::: TASK INPUT :::

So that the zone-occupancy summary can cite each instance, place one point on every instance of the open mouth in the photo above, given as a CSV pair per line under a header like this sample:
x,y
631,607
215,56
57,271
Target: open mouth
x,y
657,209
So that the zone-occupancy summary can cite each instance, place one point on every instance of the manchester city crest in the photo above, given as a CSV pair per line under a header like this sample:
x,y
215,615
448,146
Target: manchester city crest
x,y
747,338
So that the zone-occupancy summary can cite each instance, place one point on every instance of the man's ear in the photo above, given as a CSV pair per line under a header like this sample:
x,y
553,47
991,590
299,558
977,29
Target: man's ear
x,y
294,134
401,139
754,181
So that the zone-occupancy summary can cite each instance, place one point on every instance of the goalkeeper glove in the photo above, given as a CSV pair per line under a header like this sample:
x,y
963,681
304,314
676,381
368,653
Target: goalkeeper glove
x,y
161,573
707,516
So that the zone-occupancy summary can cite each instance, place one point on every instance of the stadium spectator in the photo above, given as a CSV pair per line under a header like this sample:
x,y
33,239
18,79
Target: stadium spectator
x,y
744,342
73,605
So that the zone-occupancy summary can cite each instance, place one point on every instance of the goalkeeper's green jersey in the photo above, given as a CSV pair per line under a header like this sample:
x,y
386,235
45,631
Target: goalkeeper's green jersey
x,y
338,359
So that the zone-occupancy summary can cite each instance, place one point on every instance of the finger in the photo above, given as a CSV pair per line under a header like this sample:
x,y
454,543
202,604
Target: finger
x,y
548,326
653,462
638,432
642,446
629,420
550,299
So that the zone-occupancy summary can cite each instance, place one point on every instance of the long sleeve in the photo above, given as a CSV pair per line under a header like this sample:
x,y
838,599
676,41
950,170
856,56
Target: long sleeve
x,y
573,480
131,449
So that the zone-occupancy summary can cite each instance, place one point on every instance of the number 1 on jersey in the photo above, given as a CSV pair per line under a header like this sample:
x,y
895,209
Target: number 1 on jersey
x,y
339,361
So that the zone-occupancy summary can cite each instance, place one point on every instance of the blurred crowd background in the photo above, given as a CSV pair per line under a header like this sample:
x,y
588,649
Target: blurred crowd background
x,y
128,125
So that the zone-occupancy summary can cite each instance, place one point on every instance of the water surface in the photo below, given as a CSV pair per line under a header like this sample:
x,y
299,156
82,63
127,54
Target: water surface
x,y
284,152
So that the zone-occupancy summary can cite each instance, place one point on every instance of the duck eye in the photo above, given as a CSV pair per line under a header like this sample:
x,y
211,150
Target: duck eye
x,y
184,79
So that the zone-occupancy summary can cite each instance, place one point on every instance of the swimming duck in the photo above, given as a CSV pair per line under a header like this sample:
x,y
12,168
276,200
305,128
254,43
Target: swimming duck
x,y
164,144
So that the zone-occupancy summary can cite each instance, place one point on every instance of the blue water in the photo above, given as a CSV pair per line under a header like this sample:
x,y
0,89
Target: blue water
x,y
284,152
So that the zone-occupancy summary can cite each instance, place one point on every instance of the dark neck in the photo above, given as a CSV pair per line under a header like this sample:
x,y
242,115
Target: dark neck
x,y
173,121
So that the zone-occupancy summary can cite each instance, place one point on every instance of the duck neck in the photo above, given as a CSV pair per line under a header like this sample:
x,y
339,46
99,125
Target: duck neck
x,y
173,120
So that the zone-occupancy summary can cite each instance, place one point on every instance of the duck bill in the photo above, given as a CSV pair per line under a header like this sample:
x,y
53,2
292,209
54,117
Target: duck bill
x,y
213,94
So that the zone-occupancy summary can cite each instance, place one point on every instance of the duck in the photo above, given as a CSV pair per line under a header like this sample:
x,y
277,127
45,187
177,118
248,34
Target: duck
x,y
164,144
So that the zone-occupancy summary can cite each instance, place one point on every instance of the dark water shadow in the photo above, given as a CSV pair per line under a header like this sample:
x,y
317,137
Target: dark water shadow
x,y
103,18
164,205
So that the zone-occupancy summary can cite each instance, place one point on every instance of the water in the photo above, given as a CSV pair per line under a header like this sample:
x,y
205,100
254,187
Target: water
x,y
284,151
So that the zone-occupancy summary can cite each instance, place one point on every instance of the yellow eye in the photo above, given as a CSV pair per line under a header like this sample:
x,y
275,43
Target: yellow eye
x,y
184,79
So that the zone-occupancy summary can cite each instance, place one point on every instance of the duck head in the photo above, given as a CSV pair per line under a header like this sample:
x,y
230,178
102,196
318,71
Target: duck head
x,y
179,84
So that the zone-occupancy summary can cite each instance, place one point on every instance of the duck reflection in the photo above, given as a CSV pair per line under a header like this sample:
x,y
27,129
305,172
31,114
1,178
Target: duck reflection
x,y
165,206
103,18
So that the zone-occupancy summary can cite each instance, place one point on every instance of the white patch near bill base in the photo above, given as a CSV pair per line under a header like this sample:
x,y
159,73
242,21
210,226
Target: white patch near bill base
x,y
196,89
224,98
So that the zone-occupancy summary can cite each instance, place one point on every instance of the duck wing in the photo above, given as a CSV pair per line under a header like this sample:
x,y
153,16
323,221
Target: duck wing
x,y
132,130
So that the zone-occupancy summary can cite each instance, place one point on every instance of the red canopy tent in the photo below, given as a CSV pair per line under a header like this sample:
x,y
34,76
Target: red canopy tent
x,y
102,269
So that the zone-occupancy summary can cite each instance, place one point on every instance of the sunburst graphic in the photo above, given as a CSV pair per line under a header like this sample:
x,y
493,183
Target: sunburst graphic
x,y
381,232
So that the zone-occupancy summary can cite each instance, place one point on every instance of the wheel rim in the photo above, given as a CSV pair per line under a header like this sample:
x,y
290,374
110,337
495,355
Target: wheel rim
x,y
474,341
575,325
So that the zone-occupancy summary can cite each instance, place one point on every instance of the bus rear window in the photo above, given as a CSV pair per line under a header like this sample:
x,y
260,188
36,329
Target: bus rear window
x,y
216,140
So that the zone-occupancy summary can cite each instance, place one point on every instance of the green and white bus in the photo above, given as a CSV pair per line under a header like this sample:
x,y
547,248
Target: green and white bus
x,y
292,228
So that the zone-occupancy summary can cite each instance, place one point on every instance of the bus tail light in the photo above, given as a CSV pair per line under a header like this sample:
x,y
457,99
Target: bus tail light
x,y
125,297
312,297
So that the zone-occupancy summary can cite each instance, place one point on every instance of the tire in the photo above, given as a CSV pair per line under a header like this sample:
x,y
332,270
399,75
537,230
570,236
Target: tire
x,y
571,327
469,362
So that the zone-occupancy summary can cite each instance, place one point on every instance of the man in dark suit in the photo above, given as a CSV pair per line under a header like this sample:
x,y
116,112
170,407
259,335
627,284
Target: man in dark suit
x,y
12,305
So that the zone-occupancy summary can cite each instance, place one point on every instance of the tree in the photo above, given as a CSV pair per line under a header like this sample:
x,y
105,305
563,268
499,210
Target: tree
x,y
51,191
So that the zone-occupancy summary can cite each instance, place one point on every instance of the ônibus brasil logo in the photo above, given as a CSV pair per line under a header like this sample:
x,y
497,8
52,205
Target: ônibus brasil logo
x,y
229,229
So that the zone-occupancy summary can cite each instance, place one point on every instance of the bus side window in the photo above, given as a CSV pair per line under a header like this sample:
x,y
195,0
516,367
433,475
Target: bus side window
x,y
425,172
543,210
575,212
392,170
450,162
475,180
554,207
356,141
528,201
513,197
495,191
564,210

:::
::: TASK INPUT :::

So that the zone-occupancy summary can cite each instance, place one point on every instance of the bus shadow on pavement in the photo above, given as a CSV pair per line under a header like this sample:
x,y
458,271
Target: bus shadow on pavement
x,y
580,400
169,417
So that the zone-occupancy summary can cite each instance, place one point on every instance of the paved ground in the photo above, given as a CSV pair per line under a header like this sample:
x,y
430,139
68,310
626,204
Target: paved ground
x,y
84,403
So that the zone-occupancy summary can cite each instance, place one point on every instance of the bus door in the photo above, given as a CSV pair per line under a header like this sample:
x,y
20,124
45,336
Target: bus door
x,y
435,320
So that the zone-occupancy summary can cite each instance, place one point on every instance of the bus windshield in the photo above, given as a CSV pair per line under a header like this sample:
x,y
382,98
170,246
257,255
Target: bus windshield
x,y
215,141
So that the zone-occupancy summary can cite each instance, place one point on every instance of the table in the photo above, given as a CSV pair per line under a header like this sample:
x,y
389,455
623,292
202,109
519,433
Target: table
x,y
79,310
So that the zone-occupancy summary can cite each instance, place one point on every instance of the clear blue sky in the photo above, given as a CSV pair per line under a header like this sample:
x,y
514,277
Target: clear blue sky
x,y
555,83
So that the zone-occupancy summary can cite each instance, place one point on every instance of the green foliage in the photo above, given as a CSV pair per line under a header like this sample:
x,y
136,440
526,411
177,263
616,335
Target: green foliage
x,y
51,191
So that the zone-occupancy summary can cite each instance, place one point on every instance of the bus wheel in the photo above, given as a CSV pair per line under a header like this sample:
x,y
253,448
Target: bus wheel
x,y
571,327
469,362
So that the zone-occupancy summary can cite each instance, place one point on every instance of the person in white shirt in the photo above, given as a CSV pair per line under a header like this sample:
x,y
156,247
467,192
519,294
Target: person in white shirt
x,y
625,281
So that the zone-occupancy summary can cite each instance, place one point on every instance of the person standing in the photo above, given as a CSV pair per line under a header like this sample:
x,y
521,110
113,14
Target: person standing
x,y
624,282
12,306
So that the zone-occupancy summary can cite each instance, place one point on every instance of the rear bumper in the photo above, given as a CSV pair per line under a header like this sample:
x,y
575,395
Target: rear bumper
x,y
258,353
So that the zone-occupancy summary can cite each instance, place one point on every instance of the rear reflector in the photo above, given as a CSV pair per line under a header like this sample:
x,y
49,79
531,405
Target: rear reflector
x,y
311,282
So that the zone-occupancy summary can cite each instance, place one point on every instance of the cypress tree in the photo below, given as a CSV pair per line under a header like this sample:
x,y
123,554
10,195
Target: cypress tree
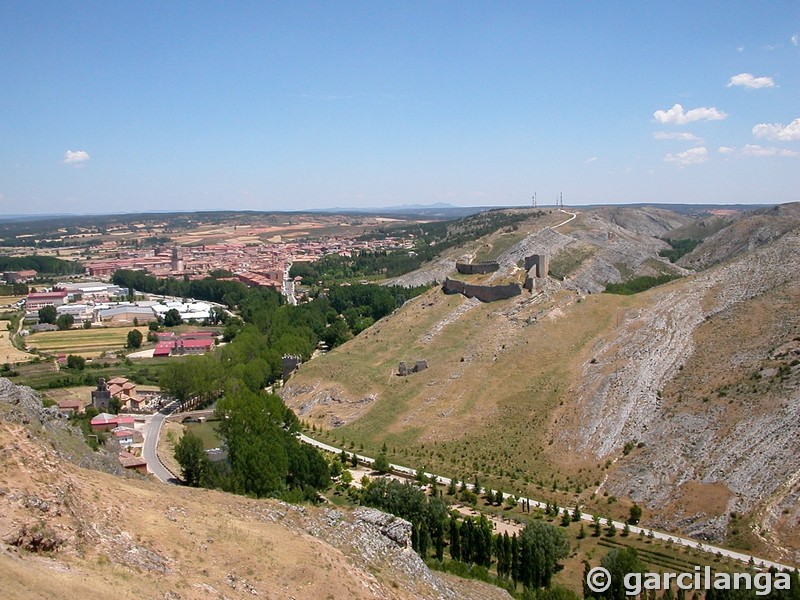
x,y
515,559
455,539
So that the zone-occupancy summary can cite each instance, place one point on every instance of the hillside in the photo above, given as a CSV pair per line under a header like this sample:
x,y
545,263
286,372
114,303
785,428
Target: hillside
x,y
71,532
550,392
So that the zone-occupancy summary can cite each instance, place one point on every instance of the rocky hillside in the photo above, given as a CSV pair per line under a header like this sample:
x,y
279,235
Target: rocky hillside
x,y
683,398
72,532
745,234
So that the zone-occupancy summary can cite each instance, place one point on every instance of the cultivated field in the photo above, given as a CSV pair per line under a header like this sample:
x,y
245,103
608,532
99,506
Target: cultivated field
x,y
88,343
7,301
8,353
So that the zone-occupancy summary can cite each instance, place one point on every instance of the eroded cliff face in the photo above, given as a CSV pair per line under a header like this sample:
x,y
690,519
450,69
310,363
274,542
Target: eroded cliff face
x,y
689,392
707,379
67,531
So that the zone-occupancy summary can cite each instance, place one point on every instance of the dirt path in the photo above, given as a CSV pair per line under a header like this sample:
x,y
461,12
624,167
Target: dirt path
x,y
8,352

:::

Count the lines of the data above that contain the string "base". Reply with the number only.

2